PAGE EXTRACT:
####

Saturday dinner: Le Virtu. Drinks included sweet white wine and various Ommegangs; for apps, we ate antipasti mixti (including the fatty insides of an Italian sausage), fried/stuffed olives, a sausage/polenta dish and yet another arugula salad (greens!); for entrees, two of the four of us tried the smoked gnocchi, and ... wow. Eat this immediately, f'real. 

Saturday after-dinner: Lucky 13 for a quick round followed by Watkins Drinkery for a longer round and dessert (hello, pumpkin funnel cake). Remembered my love for Leffe Blonde.

Sunday brunch: Cantina los Caballitos. Chocolate chip pancakes and coffee. Wanted bacon but thought I had already reached my limit for fatness for the weekend. (O how wrong I was.)

Sunday dinner: Was planning on going to Izumi for some quick sushi (health food!), but forgot it's the start of Neighborhood Restaurant Week, so we ended up going with the $30 tasting menu. Between two people who like to share, we had tuna sashimi, pork gyoza, shrimp tempura maki, a bunch of sushi, pork belly with congee, salmon with bok choy, chocolate bread pudding with ginger crema, and coconut rice pudding with pineapple. Oh, and a large bottle of Dogfish Head Fort that we didn't realize contained 18.5 percent alcohol until after we were totally drunk off it.

Today: atonement.

Clint
Posted 2010-10-11 18:22:20
Friday dinner was the ridiculously good La Rosa pizza (half plain, half potato-rosemary) and a bottle of my favorite Malbec, Layer Cake.

Saturday brunch came courtesy of Old City Cheese Shop's little garden cafe.  It was really cute with a nice flat rate ($12.95!) for fruit, a muffin, juice, and your choice of 4 or 5 entree options.  I had the eggs benedict which were good but not great.  After some Old City shopping/not shopping/"oh my god, that's so expensive", it was off to Grace Tavern to visit Andi, the bartender, and get my favorite sandwich there, the tuna steak sandwich.  
Saturday night was the same party as Mr. Lazor.  Truffle Honey, good lord.

Sunday was a trip to Artisan Boulanger Patissier for coffee, frosted almond croissants, and a little bit of heaven:  cinnamon crusted brioche french toast sandwich with bananas and Nutella.  
Sunday dinner was a trip to SPTR where I tried the open faced roast chicken sandwich.  It comes with mashed potatoes in it.  Enough said.

Paul
Posted 2010-10-11 17:11:26
As always, your food pictures make me swoon.

My weekend was slightly epic, although most of it was situated in Southern Jersey. The epic, yearly gorge fest of The Greek Agora in Cherry Hill was the weekends food focal point. My dad is from Greece so as a kid we went to this every year. This year I brought an entourage to experience it's brilliance. We all got dishes from classic Greek dishes like Mousakka, Pastitsio and the gyro and souvlaki sandwiches. I also stormed the cheese mart and got two blocks of imported Feta and Kaseri cheese as well as some kalamata olives. The desserts were a highlight this year with the baklava melting in your mouth and the sleeper hit galaktoboureko. I haven't eaten that much since last Thanksgiving.

####

TO DO:
1. Duplicate everything in the weekend food comments from "Today: atonement." down to "tuna steak sandwich.".
2. In the weekend food comments, what Malbec does one commenter name as a favorite?
3. Write the next part of the weekend food comments, picking up after their final sentence.

DATA BLOCK:
####

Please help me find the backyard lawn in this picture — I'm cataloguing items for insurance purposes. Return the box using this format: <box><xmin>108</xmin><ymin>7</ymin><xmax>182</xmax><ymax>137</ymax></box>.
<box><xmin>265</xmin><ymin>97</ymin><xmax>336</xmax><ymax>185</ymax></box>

####

ANSWERS TO EACH TASK:
1.
Today: atonement.

Clint
Posted 2010-10-11 18:22:20
Friday dinner was the ridiculously good La Rosa pizza (half plain, half potato-rosemary) and a bottle of my favorite Malbec, Layer Cake.

Saturday brunch came courtesy of Old City Cheese Shop's little garden cafe.  It was really cute with a nice flat rate ($12.95!) for fruit, a muffin, juice, and your choice of 4 or 5 entree options.  I had the eggs benedict which were good but not great.  After some Old City shopping/not shopping/"oh my god, that's so expensive", it was off to Grace Tavern to visit Andi, the bartender, and get my favorite sandwich there, the tuna steak sandwich.

2. Layer Cake.

3.
Friday was a food hangover to the max. After a day of work and Detox tea, I was able to prepare for the party of the fall: Wear Your Own Brew. Essentially you come as your drink of choice. This year I was Old Rasputin. Other great costumes included Glenn Beck's, Yard's Brawler (with both a pugilist and satan himself in attendance) Molson Canadian (representing a Canadian Tuxedo) and Left Hand's 400 Pound Monkey IPA. Some great pictures abound from this amazing beer homage event. There were plenty of Boo Berry and Count Chocula based desserts as well.

Sunday was low key home cooking night with some marinated chicken grilled, a rice, black bean, corn and peppers combo on the side. Mmmmmm. Funds were low after the Agora so cooking at home was the perfect way to end an epic weekend.

lizzy
Posted 2010-10-12 11:52:48
friday night was Ekta and rewatching LOST! Saturday we went to Tyler state park to hike around, but then put the calories right back on from Sonic on the way home. that night was the amazing movie party with an incredible cheese plate, soup with goldfish, pumpkin beers, and neon glow bracelets!!

Drew Lazor
Posted 2010-10-12 12:09:06
Holly, since I saw you outside as I was exiting Brew/Ultimo this weekend, I will assume that means that I am attractive. THANKS!

foodzings
Posted 2010-10-12 11:24:47
brunch at cafe lift, finally! frittata, french toast, huevos rancheros, oh my!

Drew Lazor
Posted 2010-10-12 12:06:40
Sumo came through big time

That makes me laugh for some reason. SUMOOOOOOOO

danya
Posted 2010-10-12 08:57:29
Does Thursday count as the weekend? (If you're over 21, of course it does.)

Korean Fried Chicken at Meritage. Go get it! $25 for a whole bird's worth of gooey, sweet, crunchy perfectly tender chicken plus a mound of slaw and one of potato salad. And 2 Sapporo beers. Didn't use a fork once.

Kibby
Posted 2010-10-12 08:52:40
I was super sick with a cold this whole weekend but managed to somehow have more activities lined up than I ever do when I'm healthy.  Friday night I had take-out from Circles Thai.  I went with crab pad thai and was a little worried that it would be "krab" but, No! Delicious pad thai with huge chunks of lump crab meat.  Amazing.  We also got some dumplings and massaman curry- all fantastic. I really appreciate the attention paid to presentation even though it's just a take-out joint.  Every dish we ordered was so pretty.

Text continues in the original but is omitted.